Le candidat du Mouvement pour la renaissance du Cameroun (MRC) considère l’éducation et la recherche comme "l’option prioritaire pour la formation scientifique et technique et pour l’innovation".
 
Ce professeur de droit promet qu’avec lui à la tête du pays, "la recherche sera organisée autour de pôles d’excellence spécialisés équipés de laboratoires de niveau international".
 
En cela, il est proche de la vision d’André Lenouo, enseignant-chercheur au département de physique de la faculté de sciences de l’université de Douala.

Autonomie des universités

Interrogé par SciDev.Net, il dit attendre du nouveau président "la création de centres de recherche dans les différentes universités d’Etat".
 
Le candidat caresse aussi le rêve d’une "autonomie des universités, avec l’élection des responsables à tous les niveaux, comme cela se fait par exemple en Afrique de l’Ouest".
 
Un vœu qui correspond mot pour mot à un aspect du projet de Joshua Osih, en l’occurrence "l’octroi de l’autonomie académique et administrative aux universités, ainsi que l’élection des responsables universitaires par leurs pairs enseignants".
 
Au soutien de son projet de société sur le plan de la recherche scientifique, Maurice Kamto projette de créer une Agence nationale de la recherche et de l’innovation (ANRI). "Il s’agit d’une recherche orientée vers des objectifs spécifiques de développement", dit-il.
────────────────────────────────────────
## À faire
(1) Recopiez à l'identique tout ce qui va de "Ce professeur de" jusqu'à "l’université de Douala." dans l'extrait ci-dessus sur la recherche au Cameroun.
(2) Continuez le texte sur les projets des candidats camerounais pour la recherche scientifique, en reprenant juste après sa dernière phrase.
────────────────────────────────────────
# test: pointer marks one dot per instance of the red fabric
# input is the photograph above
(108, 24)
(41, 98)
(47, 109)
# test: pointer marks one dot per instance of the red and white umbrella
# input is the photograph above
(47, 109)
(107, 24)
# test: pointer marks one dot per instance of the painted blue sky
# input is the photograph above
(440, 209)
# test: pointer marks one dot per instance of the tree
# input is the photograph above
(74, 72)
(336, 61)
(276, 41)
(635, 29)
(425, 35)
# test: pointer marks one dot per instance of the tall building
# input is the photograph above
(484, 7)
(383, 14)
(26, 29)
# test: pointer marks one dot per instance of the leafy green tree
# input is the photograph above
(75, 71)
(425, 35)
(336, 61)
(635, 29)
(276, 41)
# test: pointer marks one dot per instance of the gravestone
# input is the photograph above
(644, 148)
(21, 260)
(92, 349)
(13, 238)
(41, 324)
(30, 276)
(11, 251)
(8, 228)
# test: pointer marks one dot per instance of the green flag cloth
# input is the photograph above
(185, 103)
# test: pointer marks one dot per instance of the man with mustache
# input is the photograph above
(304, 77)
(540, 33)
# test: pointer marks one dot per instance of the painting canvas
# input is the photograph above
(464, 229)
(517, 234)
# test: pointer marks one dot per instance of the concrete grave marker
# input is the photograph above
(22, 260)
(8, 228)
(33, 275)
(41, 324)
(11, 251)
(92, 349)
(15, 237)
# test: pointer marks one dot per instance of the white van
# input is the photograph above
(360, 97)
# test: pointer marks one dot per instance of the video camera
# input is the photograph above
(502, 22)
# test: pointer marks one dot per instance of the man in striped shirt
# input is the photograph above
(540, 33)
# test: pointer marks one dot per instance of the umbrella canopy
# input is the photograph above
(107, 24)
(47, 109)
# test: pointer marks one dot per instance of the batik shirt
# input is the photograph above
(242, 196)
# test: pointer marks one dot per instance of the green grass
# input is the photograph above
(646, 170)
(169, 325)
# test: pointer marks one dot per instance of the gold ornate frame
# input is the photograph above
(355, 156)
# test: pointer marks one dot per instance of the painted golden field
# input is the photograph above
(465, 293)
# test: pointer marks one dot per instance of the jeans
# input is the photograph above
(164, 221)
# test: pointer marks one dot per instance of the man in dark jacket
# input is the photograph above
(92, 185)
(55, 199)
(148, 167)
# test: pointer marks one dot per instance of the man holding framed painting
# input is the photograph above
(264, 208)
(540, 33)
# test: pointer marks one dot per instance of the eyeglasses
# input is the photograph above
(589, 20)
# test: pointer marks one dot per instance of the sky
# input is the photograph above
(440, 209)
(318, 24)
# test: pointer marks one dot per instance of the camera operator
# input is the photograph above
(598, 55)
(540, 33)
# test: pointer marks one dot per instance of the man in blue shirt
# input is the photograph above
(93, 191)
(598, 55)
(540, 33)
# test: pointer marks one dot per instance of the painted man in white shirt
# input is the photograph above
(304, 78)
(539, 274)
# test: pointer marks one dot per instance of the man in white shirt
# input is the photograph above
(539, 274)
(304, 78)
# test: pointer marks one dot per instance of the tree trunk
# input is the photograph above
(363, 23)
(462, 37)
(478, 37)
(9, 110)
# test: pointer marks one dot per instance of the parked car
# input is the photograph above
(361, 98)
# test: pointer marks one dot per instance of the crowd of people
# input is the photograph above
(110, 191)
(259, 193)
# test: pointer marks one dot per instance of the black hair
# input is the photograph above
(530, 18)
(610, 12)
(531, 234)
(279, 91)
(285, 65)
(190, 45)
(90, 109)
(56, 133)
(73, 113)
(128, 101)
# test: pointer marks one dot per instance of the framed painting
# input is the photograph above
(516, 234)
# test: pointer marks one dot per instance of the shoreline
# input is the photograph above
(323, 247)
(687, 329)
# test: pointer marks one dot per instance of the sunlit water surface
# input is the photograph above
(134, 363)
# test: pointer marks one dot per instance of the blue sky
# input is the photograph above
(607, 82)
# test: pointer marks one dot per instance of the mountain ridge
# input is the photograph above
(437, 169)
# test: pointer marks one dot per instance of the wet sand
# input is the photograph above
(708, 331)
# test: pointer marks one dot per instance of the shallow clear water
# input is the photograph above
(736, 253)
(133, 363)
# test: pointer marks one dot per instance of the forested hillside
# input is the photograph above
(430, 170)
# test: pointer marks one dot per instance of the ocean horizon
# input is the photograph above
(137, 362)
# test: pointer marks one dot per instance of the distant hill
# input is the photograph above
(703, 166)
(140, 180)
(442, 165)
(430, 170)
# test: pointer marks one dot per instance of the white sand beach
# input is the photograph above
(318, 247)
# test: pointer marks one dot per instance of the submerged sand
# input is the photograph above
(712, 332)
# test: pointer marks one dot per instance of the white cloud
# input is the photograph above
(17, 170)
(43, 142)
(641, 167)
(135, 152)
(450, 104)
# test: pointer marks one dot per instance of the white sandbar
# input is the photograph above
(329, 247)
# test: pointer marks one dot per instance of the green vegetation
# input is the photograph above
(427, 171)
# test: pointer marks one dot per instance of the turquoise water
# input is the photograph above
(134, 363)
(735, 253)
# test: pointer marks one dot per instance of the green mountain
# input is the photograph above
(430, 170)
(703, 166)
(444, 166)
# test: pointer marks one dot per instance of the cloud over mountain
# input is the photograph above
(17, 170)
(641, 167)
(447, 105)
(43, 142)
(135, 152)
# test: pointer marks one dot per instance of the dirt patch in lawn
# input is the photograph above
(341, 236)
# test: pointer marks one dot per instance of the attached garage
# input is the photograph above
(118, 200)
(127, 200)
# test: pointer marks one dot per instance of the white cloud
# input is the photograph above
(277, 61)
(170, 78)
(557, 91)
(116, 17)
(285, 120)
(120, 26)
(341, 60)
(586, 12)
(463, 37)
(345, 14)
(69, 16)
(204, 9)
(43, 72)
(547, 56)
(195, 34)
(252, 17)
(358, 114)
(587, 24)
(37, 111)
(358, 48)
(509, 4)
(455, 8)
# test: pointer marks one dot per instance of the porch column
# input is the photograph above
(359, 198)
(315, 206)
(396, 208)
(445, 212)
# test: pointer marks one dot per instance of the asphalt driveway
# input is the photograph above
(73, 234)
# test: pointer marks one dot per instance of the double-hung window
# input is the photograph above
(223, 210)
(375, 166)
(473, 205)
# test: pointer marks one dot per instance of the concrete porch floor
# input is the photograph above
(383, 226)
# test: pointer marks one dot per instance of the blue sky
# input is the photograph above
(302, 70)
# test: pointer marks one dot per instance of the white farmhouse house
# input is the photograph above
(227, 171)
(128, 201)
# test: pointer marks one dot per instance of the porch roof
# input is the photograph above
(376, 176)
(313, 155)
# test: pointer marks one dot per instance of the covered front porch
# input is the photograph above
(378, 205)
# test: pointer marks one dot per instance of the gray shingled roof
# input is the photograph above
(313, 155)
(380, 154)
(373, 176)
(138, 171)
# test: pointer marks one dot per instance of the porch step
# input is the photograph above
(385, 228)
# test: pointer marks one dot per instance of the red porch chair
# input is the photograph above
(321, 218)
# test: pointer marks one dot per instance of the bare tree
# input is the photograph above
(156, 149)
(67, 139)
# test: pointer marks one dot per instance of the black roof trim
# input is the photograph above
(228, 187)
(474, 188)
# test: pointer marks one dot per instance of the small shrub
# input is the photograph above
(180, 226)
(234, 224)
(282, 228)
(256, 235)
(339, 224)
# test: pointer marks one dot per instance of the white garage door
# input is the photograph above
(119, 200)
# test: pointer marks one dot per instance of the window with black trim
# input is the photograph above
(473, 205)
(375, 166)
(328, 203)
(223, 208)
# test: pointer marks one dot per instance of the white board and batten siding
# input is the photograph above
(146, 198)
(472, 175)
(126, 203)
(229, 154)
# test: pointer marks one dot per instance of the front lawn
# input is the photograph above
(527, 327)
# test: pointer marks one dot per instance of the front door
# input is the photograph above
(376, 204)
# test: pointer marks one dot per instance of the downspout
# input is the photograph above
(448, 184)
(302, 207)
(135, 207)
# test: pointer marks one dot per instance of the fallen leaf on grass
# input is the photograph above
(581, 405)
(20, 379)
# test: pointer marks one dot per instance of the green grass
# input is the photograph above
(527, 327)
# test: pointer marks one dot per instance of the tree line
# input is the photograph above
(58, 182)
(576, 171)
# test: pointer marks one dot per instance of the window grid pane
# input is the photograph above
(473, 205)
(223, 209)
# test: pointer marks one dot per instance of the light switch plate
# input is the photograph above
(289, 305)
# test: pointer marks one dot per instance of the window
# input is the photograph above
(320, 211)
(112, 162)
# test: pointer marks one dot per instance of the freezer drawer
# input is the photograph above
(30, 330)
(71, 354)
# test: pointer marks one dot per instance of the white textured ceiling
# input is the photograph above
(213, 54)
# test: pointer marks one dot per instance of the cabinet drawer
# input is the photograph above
────────────────────────────────────────
## Résultats
(1)
Ce professeur de droit promet qu’avec lui à la tête du pays, "la recherche sera organisée autour de pôles d’excellence spécialisés équipés de laboratoires de niveau international".
 
En cela, il est proche de la vision d’André Lenouo, enseignant-chercheur au département de physique de la faculté de sciences de l’université de Douala.

(2)
 
"Cette agence que pense créer le MRC sera-t-elle différente de l’actuel ministère de la Recherche scientifique et de l’innovation ?" se demande André Lenouo, qui n’y voit pas clair…
 
De leurs côtés, Serge Espoir Matomba et Cabral Libii, deux des plus jeunes candidats à ce scrutin, voient le succès de la recherche scientifique au Cameroun davantage dans la coopération.
 
Serge Espoir Matomba (39 ans), candidat du PURS (Peuple uni pour la rénovation sociale) voudrait par exemple développer des partenariats entre les ministères et les universités.
 

Produire des outils d'aide à la décision

Ainsi, dit-il, "chaque ministère sera rattaché à des unités de recherche dans les universités ou dans les instituts privés de l’enseignement supérieur".
 
Ce jeune chef d’entreprise explique que "ces partenariats permettront de financer des projets de recherche avec pour objectifs de produire des outils d’aide à la décision".
 
Quant à Cabral Libii, il est de plain-pied dans l’intégration régionale ; puisqu’il compte mettre en place des centres de recherche panafricains dans le cadre d’une coopération universitaire.
 
"Nous allons inciter nos pairs à bâtir des universités et des centres de recherche panafricains avec des financements essentiellement endogènes, de l’ordre de 10 % des budgets de l’enseignement supérieur de chaque Etat", précise ce juriste de 38 ans, candidat du parti Univers.
 
L’objectif visé étant de "transformer progressivement nos institutions universitaires d’enseignement et de recherche scientifique et technique en structures sous-régionales cofinancées et cogérées par les Etats de la sous-région", ajoute le candidat qui prévoit pour cela un recrutement de 1000 professeurs d’université par an.
 
Un projet "ambitieux et irréaliste", juge André Lenouo, qui redoute "un recrutement massif d’enseignants qui n’auront aucune connaissance en matière de pédagogie".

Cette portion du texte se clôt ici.